▶ WHAT IS BEING ASKED: Below are lines of data, and only some are wanted. Please repeat exactly those from the line that has "box: [0, 24, 119, 79]" through the line that has "positive clicks: (43, 56)".

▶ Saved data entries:
»»

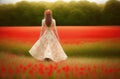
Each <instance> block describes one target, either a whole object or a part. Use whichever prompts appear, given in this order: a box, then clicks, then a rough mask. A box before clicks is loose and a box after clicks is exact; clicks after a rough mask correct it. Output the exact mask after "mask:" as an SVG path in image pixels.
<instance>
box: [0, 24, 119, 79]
mask: <svg viewBox="0 0 120 79" xmlns="http://www.w3.org/2000/svg"><path fill="white" fill-rule="evenodd" d="M57 29H58V33H59V37H60V43H61V45H62V47H63V49H64V51H65V53H66V54H67V55H68V59H67V60H66V61H61V62H58V63H56V62H42V61H38V60H36V59H34V58H33V57H32V56H31V55H30V54H29V52H28V50H29V49H30V48H31V47H32V45H33V44H34V43H35V42H36V41H37V40H38V38H39V37H40V27H38V26H37V27H36V26H35V27H15V26H14V27H7V26H6V27H0V34H1V35H0V78H1V79H61V78H63V79H119V78H120V77H119V75H120V27H119V26H84V27H83V26H80V27H76V26H69V27H60V26H59V27H58V28H57Z"/></svg>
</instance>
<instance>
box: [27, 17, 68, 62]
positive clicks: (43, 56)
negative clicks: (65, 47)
mask: <svg viewBox="0 0 120 79" xmlns="http://www.w3.org/2000/svg"><path fill="white" fill-rule="evenodd" d="M58 39H59V38H58V33H57V30H56V22H55V20H54V19H52V24H51V26H50V27H47V26H46V24H45V19H43V20H42V28H41V36H40V38H39V39H38V40H37V42H36V43H35V44H34V45H33V46H32V48H31V49H30V50H29V53H30V54H31V55H32V56H33V57H34V58H36V59H38V60H41V61H43V60H44V59H45V58H49V59H51V60H52V61H55V62H59V61H62V60H66V59H67V55H66V54H65V52H64V50H63V48H62V46H61V44H60V42H59V40H58Z"/></svg>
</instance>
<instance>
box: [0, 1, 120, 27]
mask: <svg viewBox="0 0 120 79" xmlns="http://www.w3.org/2000/svg"><path fill="white" fill-rule="evenodd" d="M46 9H51V10H52V11H53V18H54V19H56V22H57V25H58V26H70V25H71V26H72V25H74V26H83V25H85V26H86V25H94V26H98V25H120V1H118V0H109V1H107V2H106V3H105V4H96V3H94V2H88V1H79V2H75V1H71V2H69V3H67V2H63V1H57V2H54V3H50V2H42V1H41V2H27V1H21V2H17V3H15V4H0V26H40V25H41V20H42V19H43V18H44V11H45V10H46Z"/></svg>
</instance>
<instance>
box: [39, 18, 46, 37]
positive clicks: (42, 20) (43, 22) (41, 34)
mask: <svg viewBox="0 0 120 79" xmlns="http://www.w3.org/2000/svg"><path fill="white" fill-rule="evenodd" d="M44 22H45V21H44V19H43V20H42V26H41V32H40V37H41V36H42V35H43V34H44V32H45V23H44Z"/></svg>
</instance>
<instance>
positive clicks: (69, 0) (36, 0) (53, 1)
mask: <svg viewBox="0 0 120 79" xmlns="http://www.w3.org/2000/svg"><path fill="white" fill-rule="evenodd" d="M19 1H29V2H32V1H34V2H39V1H45V2H56V1H65V2H70V1H82V0H0V3H1V4H8V3H16V2H19ZM83 1H85V0H83ZM86 1H89V2H96V3H98V4H102V3H105V2H106V1H108V0H86Z"/></svg>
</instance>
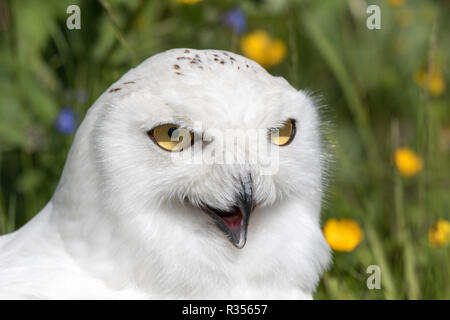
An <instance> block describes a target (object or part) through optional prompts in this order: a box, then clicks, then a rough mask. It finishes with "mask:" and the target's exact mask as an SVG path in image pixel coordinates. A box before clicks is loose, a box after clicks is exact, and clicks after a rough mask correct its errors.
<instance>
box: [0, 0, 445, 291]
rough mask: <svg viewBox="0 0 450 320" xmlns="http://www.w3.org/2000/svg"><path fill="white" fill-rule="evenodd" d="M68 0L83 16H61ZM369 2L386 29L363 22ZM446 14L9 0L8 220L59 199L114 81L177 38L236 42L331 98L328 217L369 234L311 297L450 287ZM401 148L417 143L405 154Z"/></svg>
mask: <svg viewBox="0 0 450 320" xmlns="http://www.w3.org/2000/svg"><path fill="white" fill-rule="evenodd" d="M71 4H77V5H78V6H79V7H80V9H81V30H68V28H67V27H66V19H67V18H68V17H69V14H67V13H66V8H67V7H68V6H69V5H71ZM370 4H377V5H379V7H380V9H381V29H380V30H369V29H368V28H367V27H366V19H367V18H368V16H369V14H367V13H366V9H367V7H368V6H369V5H370ZM449 18H450V1H446V0H441V1H438V0H434V1H432V0H429V1H421V0H416V1H414V0H403V1H402V0H378V1H365V0H348V1H344V0H342V1H336V0H323V1H319V0H292V1H289V0H260V1H255V0H253V1H250V0H249V1H232V0H203V1H195V0H190V1H189V0H185V1H177V0H173V1H162V0H158V1H156V0H153V1H138V0H132V1H125V0H123V1H119V0H101V1H75V0H70V1H64V0H63V1H56V0H55V1H31V0H30V1H21V0H17V1H5V0H0V35H1V39H0V188H1V189H0V234H3V233H8V232H12V231H14V230H16V229H17V228H19V227H20V226H22V225H23V224H24V223H26V222H27V221H28V220H29V219H31V218H32V217H33V216H34V215H35V214H36V213H37V212H39V210H40V209H42V208H43V206H44V205H45V204H46V203H47V201H48V200H49V199H50V197H51V196H52V193H53V191H54V189H55V187H56V184H57V182H58V179H59V177H60V174H61V172H62V169H63V166H64V162H65V159H66V156H67V153H68V150H69V148H70V145H71V142H72V139H73V135H74V131H75V130H76V127H77V125H79V123H80V121H82V119H83V117H84V114H85V113H86V111H87V109H88V108H89V106H90V105H91V104H92V103H93V102H94V101H95V99H96V98H97V97H98V96H99V95H100V94H101V93H102V92H103V91H104V90H105V89H106V88H107V87H108V86H109V85H110V84H111V83H112V82H114V81H116V80H117V79H118V78H119V77H120V76H121V75H122V74H123V73H125V72H126V71H127V70H129V69H130V68H132V67H134V66H135V65H137V64H138V63H139V62H141V61H143V60H144V59H146V58H147V57H149V56H151V55H153V54H155V53H157V52H160V51H164V50H167V49H170V48H175V47H191V48H199V49H202V48H217V49H225V50H230V51H234V52H237V53H240V54H246V55H248V56H249V57H251V58H254V59H255V60H258V59H263V60H261V61H262V62H264V61H266V63H265V64H266V66H267V67H268V71H269V72H270V73H272V74H273V75H281V76H284V77H285V78H286V79H287V80H288V81H289V82H290V83H292V84H293V85H294V86H295V87H297V88H301V89H307V90H309V91H310V92H312V93H313V94H314V95H316V96H318V97H321V101H322V104H323V105H324V106H325V107H324V108H323V118H324V119H325V120H327V121H329V122H328V124H327V126H329V127H330V128H331V130H327V132H326V133H325V140H326V141H327V142H328V143H329V144H330V145H331V146H334V147H333V150H334V151H333V152H334V155H335V156H334V161H333V163H332V165H331V167H332V170H331V175H330V184H329V188H328V192H327V196H326V200H325V205H324V210H323V218H322V221H323V222H324V223H325V222H326V221H327V220H329V219H341V218H347V219H351V220H352V221H354V222H356V223H357V226H358V225H359V227H360V229H361V231H362V240H361V242H360V243H359V241H357V242H358V243H359V244H358V243H356V244H358V245H357V246H356V247H354V248H351V249H349V250H348V251H346V252H345V251H339V250H336V251H335V252H334V265H333V266H332V267H331V269H330V270H329V271H328V272H327V273H326V274H325V275H324V277H323V279H322V281H321V284H320V286H319V289H318V291H317V293H316V295H315V298H318V299H392V298H398V299H449V298H450V276H449V270H450V259H449V258H450V250H449V246H448V245H446V242H448V236H449V235H448V233H449V231H448V224H447V223H448V220H450V219H449V217H450V212H449V211H450V210H449V209H450V197H449V189H450V170H449V169H450V168H449V163H450V108H449V107H450V94H449V88H447V87H446V85H447V86H448V83H450V73H449V71H450V70H449V65H450V54H449V52H450V37H449V36H448V32H449V30H450V19H449ZM255 30H261V31H263V35H264V36H262V37H261V32H260V33H259V36H255V35H256V34H255V33H254V31H255ZM252 35H253V37H252ZM264 37H266V38H267V37H271V38H269V39H266V38H264ZM261 41H263V42H264V41H266V43H264V44H261V43H260V42H261ZM245 48H247V49H245ZM248 48H249V49H248ZM272 49H273V50H272ZM267 55H269V57H266V56H267ZM270 55H272V56H270ZM261 57H262V58H261ZM264 59H266V60H264ZM267 61H269V62H267ZM263 64H264V63H263ZM399 148H407V150H408V152H410V154H407V155H406V156H405V157H403V158H398V159H397V162H396V152H398V151H399V150H404V149H399ZM411 154H412V155H411ZM408 168H409V169H408ZM438 220H440V221H441V222H442V223H441V224H440V227H439V228H440V229H439V228H438V229H436V228H437V227H436V225H435V224H436V222H437V221H438ZM433 228H434V229H433ZM446 228H447V229H446ZM331 232H339V230H334V231H333V230H332V231H331ZM436 232H437V234H436ZM344 236H345V231H344ZM433 237H434V238H433ZM327 239H328V238H327ZM433 239H434V240H433ZM436 239H437V240H436ZM330 244H331V243H330ZM369 265H378V266H380V267H381V280H382V281H381V289H379V290H369V289H368V288H367V286H366V279H367V277H368V276H369V274H367V273H366V268H367V267H368V266H369Z"/></svg>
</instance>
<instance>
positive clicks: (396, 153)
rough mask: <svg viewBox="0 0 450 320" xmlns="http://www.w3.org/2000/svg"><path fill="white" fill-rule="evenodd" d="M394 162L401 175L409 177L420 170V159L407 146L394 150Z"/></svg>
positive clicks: (417, 156) (402, 175) (418, 171)
mask: <svg viewBox="0 0 450 320" xmlns="http://www.w3.org/2000/svg"><path fill="white" fill-rule="evenodd" d="M395 164H396V166H397V169H398V171H399V172H400V174H401V175H402V176H405V177H411V176H413V175H415V174H417V173H418V172H419V171H420V170H422V166H423V164H422V159H420V157H419V156H418V155H417V154H416V153H415V152H414V151H413V150H411V149H409V148H399V149H397V150H395Z"/></svg>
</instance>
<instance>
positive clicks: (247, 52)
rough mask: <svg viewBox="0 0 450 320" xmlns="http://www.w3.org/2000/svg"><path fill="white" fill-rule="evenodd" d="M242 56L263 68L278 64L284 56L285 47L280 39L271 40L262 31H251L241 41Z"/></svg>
mask: <svg viewBox="0 0 450 320" xmlns="http://www.w3.org/2000/svg"><path fill="white" fill-rule="evenodd" d="M241 49H242V52H243V53H244V55H245V56H246V57H248V58H250V59H252V60H254V61H256V62H258V63H259V64H260V65H262V66H263V67H271V66H274V65H276V64H279V63H280V62H281V61H282V60H283V59H284V57H285V56H286V45H285V44H284V42H283V41H281V40H280V39H273V38H271V37H270V36H269V34H268V33H267V32H265V31H263V30H256V31H253V32H251V33H249V34H247V35H245V36H244V37H242V39H241Z"/></svg>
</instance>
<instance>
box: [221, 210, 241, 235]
mask: <svg viewBox="0 0 450 320" xmlns="http://www.w3.org/2000/svg"><path fill="white" fill-rule="evenodd" d="M222 219H223V221H224V222H225V223H226V225H227V226H228V228H230V230H237V229H239V228H240V227H241V222H242V213H241V211H240V210H238V212H237V214H234V215H232V216H225V217H222Z"/></svg>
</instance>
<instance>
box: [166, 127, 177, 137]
mask: <svg viewBox="0 0 450 320" xmlns="http://www.w3.org/2000/svg"><path fill="white" fill-rule="evenodd" d="M175 130H177V128H176V127H171V128H169V130H168V131H167V134H168V135H169V137H170V138H172V134H173V132H174V131H175Z"/></svg>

««

▶ YOUR SOLUTION:
box: [0, 24, 119, 79]
mask: <svg viewBox="0 0 120 79" xmlns="http://www.w3.org/2000/svg"><path fill="white" fill-rule="evenodd" d="M57 29H58V33H59V37H60V43H61V45H62V47H63V49H64V51H65V53H66V54H67V55H68V59H67V60H66V61H61V62H58V63H56V62H42V61H38V60H36V59H34V58H33V57H32V56H31V55H30V54H29V52H28V50H29V49H30V48H31V47H32V45H33V44H34V43H35V42H36V41H37V40H38V38H39V37H40V27H38V26H37V27H36V26H35V27H15V26H14V27H7V26H6V27H0V34H1V35H0V78H1V79H61V78H63V79H119V78H120V77H119V75H120V27H119V26H84V27H83V26H80V27H76V26H69V27H60V26H59V27H58V28H57Z"/></svg>
</instance>
<instance>
box: [27, 17, 68, 62]
positive clicks: (43, 56)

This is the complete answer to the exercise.